[START OF MATERIAL PROVIDED]

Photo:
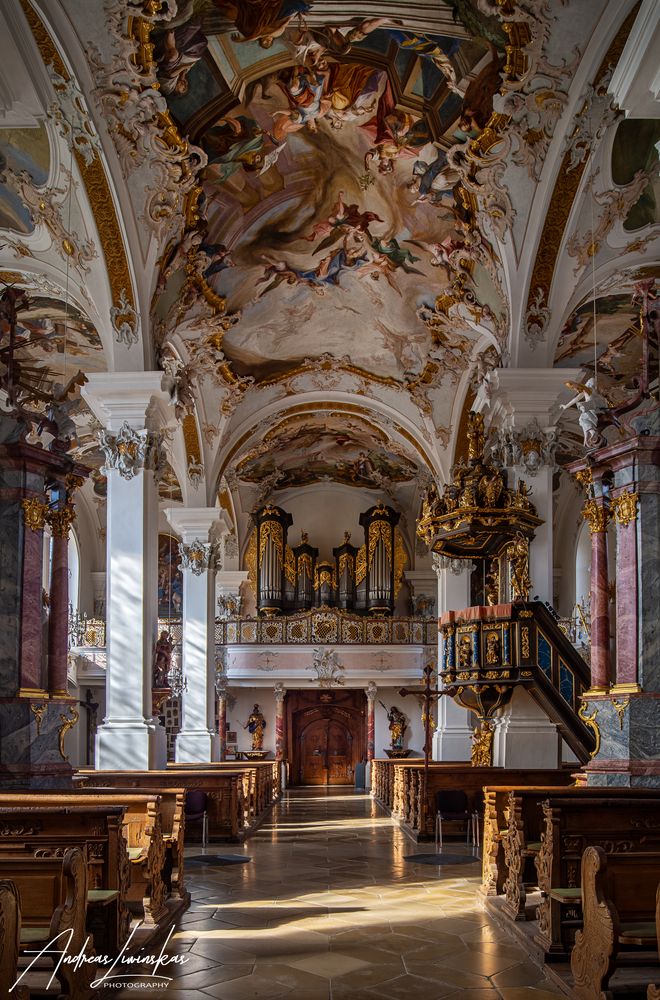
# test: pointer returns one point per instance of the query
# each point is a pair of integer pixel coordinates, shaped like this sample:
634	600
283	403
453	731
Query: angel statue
591	406
256	725
162	660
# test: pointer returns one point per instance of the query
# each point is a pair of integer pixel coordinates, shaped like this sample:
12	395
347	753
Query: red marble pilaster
600	618
279	724
31	626
222	726
371	728
58	623
626	603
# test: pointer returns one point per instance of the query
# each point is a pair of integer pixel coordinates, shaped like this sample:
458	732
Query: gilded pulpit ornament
68	722
478	516
38	712
625	508
482	745
196	556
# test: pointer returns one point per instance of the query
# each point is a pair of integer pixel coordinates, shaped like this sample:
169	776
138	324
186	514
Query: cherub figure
591	406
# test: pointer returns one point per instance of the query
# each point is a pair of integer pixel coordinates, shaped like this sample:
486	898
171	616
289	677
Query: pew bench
172	814
10	932
620	906
614	819
48	825
224	791
52	899
136	863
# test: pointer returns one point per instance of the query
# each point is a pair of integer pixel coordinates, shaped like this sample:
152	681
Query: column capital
134	398
513	397
198	523
456	566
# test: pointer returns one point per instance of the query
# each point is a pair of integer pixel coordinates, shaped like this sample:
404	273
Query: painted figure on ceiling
262	20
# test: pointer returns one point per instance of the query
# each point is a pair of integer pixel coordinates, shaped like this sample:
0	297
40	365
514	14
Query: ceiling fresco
313	447
328	195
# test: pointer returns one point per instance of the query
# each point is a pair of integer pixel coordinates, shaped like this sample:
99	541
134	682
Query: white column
131	407
452	739
197	741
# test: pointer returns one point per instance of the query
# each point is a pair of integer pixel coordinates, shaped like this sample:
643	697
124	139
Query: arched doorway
327	736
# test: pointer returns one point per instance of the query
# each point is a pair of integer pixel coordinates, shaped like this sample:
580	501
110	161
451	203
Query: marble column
222	722
280	744
132	407
371	693
60	521
624	506
452	739
595	511
199	529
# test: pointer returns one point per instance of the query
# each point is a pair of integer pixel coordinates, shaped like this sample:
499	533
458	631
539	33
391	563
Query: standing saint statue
162	660
398	726
256	725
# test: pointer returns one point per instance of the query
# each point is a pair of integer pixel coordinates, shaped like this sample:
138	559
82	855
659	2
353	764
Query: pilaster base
33	753
130	746
628	754
197	747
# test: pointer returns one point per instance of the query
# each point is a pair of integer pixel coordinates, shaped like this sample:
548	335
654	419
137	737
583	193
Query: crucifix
428	696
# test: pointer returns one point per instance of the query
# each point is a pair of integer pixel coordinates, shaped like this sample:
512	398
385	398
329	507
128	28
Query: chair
453	805
195	810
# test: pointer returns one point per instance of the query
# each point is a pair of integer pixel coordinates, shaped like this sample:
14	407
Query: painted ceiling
316	447
359	234
328	194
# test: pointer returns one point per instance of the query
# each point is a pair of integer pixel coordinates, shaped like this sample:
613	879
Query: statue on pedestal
162	660
256	725
398	726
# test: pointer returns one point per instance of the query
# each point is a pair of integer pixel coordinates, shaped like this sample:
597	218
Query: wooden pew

[END OF MATERIAL PROVIDED]

▶ [YOUR INSTRUCTIONS] Find each line in the records that contains the word "ceiling" and copy those lines out in full.

▶ [WRITTEN RESPONSE]
Query: painted figure on ceiling
Query: ceiling fresco
Query: painted ceiling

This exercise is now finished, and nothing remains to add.